= Aufgaben =
a) Prüfe anhand des Textes über Trumps Zölle, ob diese Aussagen zutreffen: (i) Trump plant einen Zoll von 60 Prozent auf alle Waren aus China. (ii) Für Zölle mit Berufung auf die nationale Sicherheit braucht der Präsident immer die Zustimmung des Kongresses. (iii) Ein genereller Zoll von 10 Prozent würde die Inflation mit einem Höchststand im Sommer 2025 nach oben treiben. Antworte jeweils mit Ja oder Nein und zitiere die entscheidenden Worte des Textes wörtlich.
b) Schreib weiter, wie der Text über Trumps Zölle nach seinem letzten Satz fortgehen könnte.

= Textblock =
▽
Trumps Zölle verzögern Inflationsrückgang
Große Unterschiede gibt es auch beim Thema Außenhandel. Hier kann die Regierung vieles selbst entscheiden, ohne dass der Kongress zustimmen muss. Harris dürfte Bidens Ansatz weitgehend treu bleiben, der vor allem auf Chinas wachsende Bedeutung für die internationalen Lieferketten abzielt. Von einigen Beschränkungen für bestimmte Technologien und Sektoren abgesehen, dürften die amerikanischen Verbündeten mit weniger Gegenwind rechnen als unter einem republikanischen Präsidenten.
Denn Trumps Ideen sind umfassender – und vor allem protektionistischer. So gibt es Pläne für einen 60-prozentigen Zoll auf alle Waren aus China und 10 Prozent auf alle anderen Importe. Beim Economic Club of Chicago verschärfte er seine Rhetorik vor allem beim Thema Automobilimporte. Unter Berufung auf die nationale Sicherheit hat der Präsident gewisse Möglichkeiten, ohne Zustimmung des Kongresses Zölle einzuführen. Bei Aluminium und Stahl hat Trump davon auch schon 2018 Gebrauch gemacht. Wahrscheinlich sind Trumps aggressivere Zollpläne aber wohl nur als Ausgangspunkt für Verhandlungen zu verstehen.
Volkswirte von Goldman Sachs schätzten, dass die Preise einschlägiger Güter allein aufgrund der von der Trump-Regierung eingeführten Zölle der Jahre 2018/2019 um über 3 Prozent gestiegen sind. Selbst ein nur 20-prozentiger Zoll auf Importe aus China würde den Inflationsrückgang auf 2 Prozent um eineinhalb Jahre verzögern. Ein genereller Zoll in Höhe von 10 Prozent würde nach aktuellen Prognosen die Inflation erneut in Richtung 3 Prozent treiben – mit einem Höchststand im Sommer 2026.
△
= Bereitgestellte Auflistung =
▽
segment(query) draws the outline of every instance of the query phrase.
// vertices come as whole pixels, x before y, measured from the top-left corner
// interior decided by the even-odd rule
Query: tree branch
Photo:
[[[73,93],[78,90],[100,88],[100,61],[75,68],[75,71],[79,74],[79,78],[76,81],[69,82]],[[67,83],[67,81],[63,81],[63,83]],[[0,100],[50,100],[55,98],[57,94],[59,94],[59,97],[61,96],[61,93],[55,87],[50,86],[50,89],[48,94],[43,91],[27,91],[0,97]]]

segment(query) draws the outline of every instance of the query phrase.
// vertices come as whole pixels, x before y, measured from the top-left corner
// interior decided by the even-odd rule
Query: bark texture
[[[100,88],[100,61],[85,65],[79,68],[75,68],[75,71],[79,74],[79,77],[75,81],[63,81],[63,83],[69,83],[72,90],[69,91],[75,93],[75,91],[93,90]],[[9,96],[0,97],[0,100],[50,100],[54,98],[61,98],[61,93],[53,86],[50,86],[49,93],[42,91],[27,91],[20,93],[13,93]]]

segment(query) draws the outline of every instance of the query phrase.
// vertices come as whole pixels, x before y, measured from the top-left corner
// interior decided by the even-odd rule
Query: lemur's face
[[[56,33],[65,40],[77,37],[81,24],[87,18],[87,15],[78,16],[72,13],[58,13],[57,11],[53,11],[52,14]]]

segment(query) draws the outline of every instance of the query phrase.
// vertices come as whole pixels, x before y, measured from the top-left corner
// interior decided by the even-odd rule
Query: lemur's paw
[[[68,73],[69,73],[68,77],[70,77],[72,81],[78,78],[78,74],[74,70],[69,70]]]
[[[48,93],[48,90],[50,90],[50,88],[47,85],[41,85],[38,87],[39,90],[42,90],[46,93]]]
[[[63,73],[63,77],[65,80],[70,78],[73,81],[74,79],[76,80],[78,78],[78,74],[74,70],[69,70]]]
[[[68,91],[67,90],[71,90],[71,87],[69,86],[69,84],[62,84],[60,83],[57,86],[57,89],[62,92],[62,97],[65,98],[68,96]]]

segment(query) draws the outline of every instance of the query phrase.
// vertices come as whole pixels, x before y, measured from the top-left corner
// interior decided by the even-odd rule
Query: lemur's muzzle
△
= Erwartete Ergebnisse =
a)
(i) Ja: „So gibt es Pläne für einen 60-prozentigen Zoll auf alle Waren aus China“
(ii) Nein: „Unter Berufung auf die nationale Sicherheit hat der Präsident gewisse Möglichkeiten, ohne Zustimmung des Kongresses Zölle einzuführen.“
(iii) Nein: „mit einem Höchststand im Sommer 2026“

b)
Geteilte Macht zügelt extreme Ideen der Wahlkampfrhetorik
Märkte fürchten Veränderungen, in welche Richtung auch immer. So oder so werden wir einen neuen Präsidenten bekommen. Wir halten es aber für unwahrscheinlich, dass die extremeren Ideen der beiden Kandidaten wirklich umgesetzt werden. Vermutlich wird es zu einer Machtteilung kommen, bei der die Demokraten das Repräsentantenhaus zurückgewinnen, aber den Senat an die Republikaner verlieren. Wer auch immer Präsident wird: Der Kongress dürfte sie oder ihn zügeln.
Keiner geht das Haushaltsdefizit ernsthaft an
Ein Fakt ist unterdessen bemerkenswert: Keiner der beiden Kandidaten zeigt ernsthafte Bemühungen, um die US-Staatsfinanzen solider aufzustellen. Die Bereitschaft, Verteidigungs- oder Sozialausgaben zu kürzen, scheint auf beiden Seiten gering. Obwohl das, neben den Zinsen, zwei der drei größten Posten im Bundeshaushalt sind. Passend zu dem Thema fand das Penn Wharton Budget Model zuletzt viel Beachtung. Nach dessen Schätzungen würden Harris’ Steuer- und Ausgabenpläne das Primärdefizit in den nächsten zehn Jahren kumuliert um 2 Billionen US-Dollar steigen lassen. Bei Trumps Plänen wären es gut 4 Billionen.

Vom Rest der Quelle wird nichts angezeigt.